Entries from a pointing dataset

►

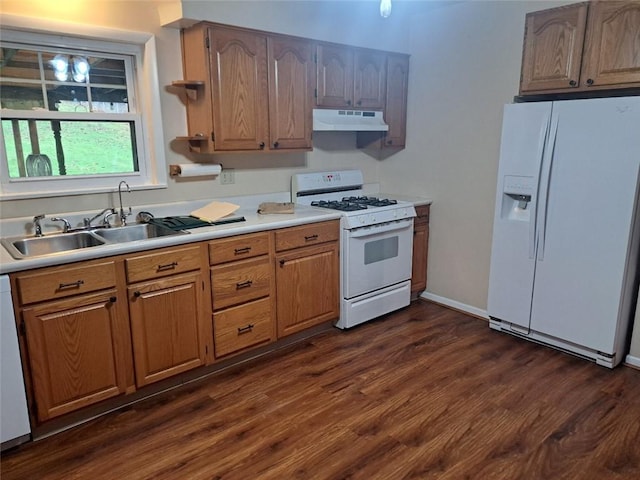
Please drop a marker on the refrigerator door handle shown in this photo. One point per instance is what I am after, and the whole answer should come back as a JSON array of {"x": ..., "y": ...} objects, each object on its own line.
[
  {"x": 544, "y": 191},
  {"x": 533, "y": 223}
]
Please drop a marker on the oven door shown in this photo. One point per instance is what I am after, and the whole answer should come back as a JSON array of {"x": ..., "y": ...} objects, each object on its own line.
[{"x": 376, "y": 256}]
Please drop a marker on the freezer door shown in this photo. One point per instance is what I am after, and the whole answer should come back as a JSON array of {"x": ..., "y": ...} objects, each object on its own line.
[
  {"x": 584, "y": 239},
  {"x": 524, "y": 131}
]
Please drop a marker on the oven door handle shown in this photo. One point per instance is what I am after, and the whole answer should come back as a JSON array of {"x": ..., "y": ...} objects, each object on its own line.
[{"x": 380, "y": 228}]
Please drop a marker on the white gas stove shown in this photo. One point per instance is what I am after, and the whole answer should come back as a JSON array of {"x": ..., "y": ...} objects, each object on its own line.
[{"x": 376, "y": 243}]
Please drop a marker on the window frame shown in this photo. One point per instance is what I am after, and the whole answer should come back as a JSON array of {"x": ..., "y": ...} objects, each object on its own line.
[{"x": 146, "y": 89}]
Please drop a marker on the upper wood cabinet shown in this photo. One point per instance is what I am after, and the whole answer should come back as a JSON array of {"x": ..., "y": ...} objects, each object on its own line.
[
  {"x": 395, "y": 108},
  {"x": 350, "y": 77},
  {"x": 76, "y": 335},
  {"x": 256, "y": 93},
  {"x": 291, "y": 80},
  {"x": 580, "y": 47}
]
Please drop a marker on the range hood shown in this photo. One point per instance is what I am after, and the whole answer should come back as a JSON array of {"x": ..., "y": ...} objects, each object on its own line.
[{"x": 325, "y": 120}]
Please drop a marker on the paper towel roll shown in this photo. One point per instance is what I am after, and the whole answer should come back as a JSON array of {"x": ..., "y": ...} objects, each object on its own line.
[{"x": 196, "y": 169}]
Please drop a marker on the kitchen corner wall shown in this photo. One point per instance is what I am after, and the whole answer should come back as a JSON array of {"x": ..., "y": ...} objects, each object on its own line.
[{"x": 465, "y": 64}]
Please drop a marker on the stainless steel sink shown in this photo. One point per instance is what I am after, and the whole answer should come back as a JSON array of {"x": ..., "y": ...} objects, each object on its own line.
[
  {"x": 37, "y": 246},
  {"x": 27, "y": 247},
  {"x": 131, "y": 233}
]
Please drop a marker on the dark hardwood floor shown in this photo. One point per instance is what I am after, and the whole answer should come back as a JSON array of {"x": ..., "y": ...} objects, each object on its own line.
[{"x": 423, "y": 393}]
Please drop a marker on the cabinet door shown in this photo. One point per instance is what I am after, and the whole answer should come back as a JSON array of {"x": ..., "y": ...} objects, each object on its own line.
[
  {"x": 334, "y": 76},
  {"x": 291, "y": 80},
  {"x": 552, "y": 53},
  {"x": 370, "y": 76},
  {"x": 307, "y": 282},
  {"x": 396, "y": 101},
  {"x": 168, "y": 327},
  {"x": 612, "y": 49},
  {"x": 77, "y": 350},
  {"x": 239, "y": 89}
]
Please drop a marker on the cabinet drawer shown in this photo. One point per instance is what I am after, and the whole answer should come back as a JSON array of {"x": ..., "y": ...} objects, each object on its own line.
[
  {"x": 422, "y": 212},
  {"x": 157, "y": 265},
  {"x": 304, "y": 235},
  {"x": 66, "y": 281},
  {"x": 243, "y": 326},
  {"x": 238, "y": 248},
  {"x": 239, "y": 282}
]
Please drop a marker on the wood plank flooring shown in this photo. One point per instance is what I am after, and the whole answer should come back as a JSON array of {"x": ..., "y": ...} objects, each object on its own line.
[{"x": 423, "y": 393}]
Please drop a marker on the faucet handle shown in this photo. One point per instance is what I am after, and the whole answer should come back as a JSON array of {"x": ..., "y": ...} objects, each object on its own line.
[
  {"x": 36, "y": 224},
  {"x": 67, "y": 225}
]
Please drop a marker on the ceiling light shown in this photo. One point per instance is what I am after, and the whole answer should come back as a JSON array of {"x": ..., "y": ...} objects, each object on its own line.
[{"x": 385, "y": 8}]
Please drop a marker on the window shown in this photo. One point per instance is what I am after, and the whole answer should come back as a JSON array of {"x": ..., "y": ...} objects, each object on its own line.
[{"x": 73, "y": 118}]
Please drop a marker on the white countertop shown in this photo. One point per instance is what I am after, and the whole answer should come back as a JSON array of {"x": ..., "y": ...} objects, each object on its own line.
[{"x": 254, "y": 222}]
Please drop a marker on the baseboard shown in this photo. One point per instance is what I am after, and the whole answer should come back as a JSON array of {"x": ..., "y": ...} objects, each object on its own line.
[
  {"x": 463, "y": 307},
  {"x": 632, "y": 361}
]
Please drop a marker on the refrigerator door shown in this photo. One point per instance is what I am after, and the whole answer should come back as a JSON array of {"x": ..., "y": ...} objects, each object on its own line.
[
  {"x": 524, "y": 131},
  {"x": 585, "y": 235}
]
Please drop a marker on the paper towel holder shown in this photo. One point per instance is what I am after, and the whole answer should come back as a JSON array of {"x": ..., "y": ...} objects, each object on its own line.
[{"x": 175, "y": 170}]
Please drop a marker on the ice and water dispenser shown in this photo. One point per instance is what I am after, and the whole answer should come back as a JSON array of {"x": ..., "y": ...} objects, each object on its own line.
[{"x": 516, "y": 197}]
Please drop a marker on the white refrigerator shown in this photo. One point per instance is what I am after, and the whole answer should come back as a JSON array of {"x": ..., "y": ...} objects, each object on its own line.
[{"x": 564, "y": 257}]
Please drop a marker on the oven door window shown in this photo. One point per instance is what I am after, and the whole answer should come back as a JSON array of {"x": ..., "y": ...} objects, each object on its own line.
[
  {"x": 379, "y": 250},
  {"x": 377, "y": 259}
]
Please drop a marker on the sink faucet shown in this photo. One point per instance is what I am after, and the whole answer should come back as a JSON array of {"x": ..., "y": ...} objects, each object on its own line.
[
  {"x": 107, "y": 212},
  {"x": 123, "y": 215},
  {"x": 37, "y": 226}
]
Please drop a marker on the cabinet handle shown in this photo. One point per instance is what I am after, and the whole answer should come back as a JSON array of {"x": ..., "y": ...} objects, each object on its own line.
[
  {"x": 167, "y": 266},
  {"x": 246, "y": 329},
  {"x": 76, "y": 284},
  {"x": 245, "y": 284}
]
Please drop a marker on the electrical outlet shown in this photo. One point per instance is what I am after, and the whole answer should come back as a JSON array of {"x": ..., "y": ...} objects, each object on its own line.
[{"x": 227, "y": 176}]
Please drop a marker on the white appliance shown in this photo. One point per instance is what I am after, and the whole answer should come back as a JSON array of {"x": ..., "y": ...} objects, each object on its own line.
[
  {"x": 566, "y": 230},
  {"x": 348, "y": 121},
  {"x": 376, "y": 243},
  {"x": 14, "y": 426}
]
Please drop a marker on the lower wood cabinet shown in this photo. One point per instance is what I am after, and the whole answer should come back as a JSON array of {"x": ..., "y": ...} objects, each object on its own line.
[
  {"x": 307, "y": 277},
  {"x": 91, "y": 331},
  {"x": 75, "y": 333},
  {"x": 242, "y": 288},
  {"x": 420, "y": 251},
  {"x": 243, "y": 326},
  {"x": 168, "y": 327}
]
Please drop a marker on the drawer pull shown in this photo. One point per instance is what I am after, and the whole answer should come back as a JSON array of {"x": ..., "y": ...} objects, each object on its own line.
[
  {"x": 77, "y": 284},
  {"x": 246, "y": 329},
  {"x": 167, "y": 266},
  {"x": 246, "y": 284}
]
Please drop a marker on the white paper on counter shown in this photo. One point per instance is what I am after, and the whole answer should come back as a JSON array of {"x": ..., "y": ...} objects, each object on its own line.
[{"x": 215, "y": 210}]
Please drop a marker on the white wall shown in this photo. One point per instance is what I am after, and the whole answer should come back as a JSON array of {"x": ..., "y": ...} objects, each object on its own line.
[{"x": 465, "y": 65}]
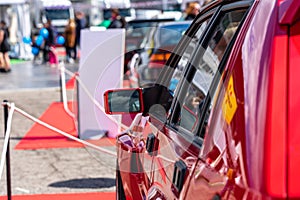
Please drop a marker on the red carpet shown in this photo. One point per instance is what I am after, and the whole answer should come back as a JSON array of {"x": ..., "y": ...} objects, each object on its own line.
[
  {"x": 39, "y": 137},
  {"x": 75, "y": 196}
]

◄

### Written task
Retype the part of the items that opens with the line containing "Please drop a marker on the white wall" and closes with the last line of the items, both ends included and each line unchanged. Leave the pictures out of your copy.

### Full answer
Please drop a marker on the white wall shown in this photo. One point per instance is what I am after, and the whole answer should come back as a JSON array of {"x": ..., "y": ...} objects, each object on its own line.
[{"x": 465, "y": 65}]
Please drop a marker on the red carpet shown in this photo. One point per instance is what I am after, and the whole answer should come back as a JSON array of {"x": ..., "y": ...} objects, each object on its own line.
[
  {"x": 39, "y": 137},
  {"x": 75, "y": 196}
]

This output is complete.